··· Extracted records ···
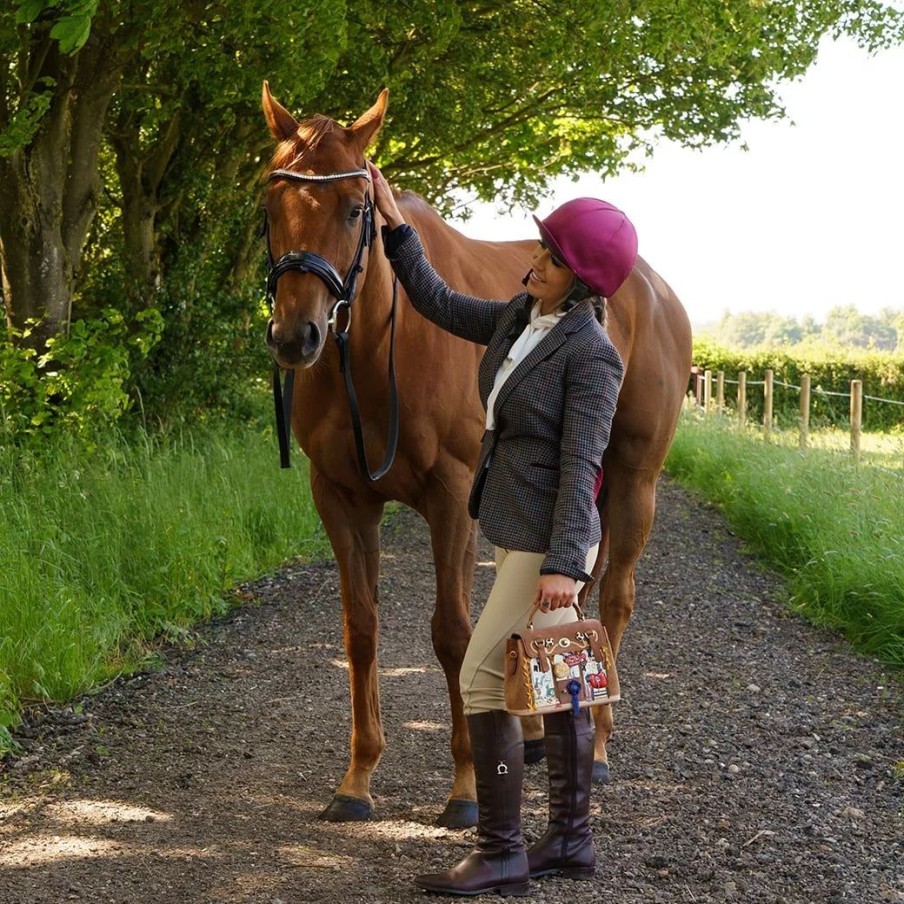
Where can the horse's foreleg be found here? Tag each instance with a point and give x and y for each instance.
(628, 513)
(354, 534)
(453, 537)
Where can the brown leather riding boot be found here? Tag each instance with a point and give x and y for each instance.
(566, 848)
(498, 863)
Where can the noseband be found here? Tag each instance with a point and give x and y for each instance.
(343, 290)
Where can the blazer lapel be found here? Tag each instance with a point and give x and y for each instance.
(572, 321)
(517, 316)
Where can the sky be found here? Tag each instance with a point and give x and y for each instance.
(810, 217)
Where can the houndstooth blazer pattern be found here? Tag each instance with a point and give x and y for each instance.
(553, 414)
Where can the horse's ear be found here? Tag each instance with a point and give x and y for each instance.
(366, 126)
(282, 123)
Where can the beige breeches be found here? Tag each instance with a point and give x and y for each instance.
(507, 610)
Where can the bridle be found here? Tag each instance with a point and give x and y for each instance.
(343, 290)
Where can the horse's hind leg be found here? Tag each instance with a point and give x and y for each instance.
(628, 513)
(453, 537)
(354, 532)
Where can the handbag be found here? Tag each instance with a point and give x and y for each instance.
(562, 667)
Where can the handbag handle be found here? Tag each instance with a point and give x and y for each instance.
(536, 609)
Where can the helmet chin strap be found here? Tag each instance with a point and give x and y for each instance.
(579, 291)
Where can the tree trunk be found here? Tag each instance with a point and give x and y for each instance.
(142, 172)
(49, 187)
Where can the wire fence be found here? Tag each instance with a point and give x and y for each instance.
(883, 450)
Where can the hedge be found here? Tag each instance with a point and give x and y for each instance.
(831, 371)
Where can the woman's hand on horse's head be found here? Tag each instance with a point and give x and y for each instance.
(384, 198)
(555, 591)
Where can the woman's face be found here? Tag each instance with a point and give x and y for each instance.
···
Task prompt:
Put the entries above into a Markdown table with two columns, No. and Line, one row per line, numbered in order. Skip blank lines and leave out the pictures.

Solution for this task:
| No. | Line |
|---|---|
| 1 | Where can the horse's foreleg be found here? Tag each instance with a point and give x and y for each instance. |
| 2 | (628, 513) |
| 3 | (354, 534) |
| 4 | (453, 537) |
| 5 | Where can the brown leather riding boot be found here? Tag each instance with a point and give x and y for each instance. |
| 6 | (566, 848) |
| 7 | (498, 863) |
| 8 | Where can the noseband be found here? Tag each instance with a point and give x and y for each instance. |
| 9 | (343, 290) |
| 10 | Where can the blazer lapel be found here? Tag each instance with a point and give x and y for each instance. |
| 11 | (572, 321) |
| 12 | (517, 316) |
| 13 | Where can the sky be found here? Tag each instance with a point and give x and y for each instance. |
| 14 | (810, 217) |
| 15 | Where can the houndstooth blazer pattern be found here? Tag each instance with a point and give x and y for each instance. |
| 16 | (553, 414) |
| 17 | Where can the horse's ear be found here? Tag each instance with a point and give x and y for each instance. |
| 18 | (366, 126) |
| 19 | (282, 123) |
| 20 | Where can the beige breeches be found here? Tag each instance with a point and give x and y for each instance. |
| 21 | (507, 610) |
| 22 | Where can the bridle be found here? Tag each instance with a point and give x and y for each instance. |
| 23 | (343, 290) |
| 24 | Where can the horse's hind leg be found here? Tag each instance with a point and give x and y for each instance. |
| 25 | (628, 513) |
| 26 | (453, 537) |
| 27 | (354, 532) |
| 28 | Where can the handbag be found here? Tag each instance with a point and give x and y for each instance. |
| 29 | (562, 667) |
| 30 | Where can the handbag handle be found here? Tag each instance with a point and give x and y for each instance. |
| 31 | (536, 609) |
| 32 | Where can the helmet chin strap be found here? Tag each instance with a point and give x and y for each instance. |
| 33 | (579, 291) |
| 34 | Where can the tree trunk be found here? Tag each instance with a point and give x and y for each instance. |
| 35 | (142, 172) |
| 36 | (49, 187) |
| 37 | Where can the wire fence be found here? Tag each instance with a point and give x and y for each instance. |
| 38 | (883, 450) |
| 39 | Where can the hedge be found here? Tag each instance with a point and give x and y for each instance. |
| 40 | (831, 371) |
| 41 | Where can the woman's hand on horse's head be found here? Tag each instance with a point and give x and y for each instance. |
| 42 | (384, 198) |
| 43 | (555, 591) |
| 44 | Where can the woman's face be found here? Tag each instance with a point and give x and y for each instance. |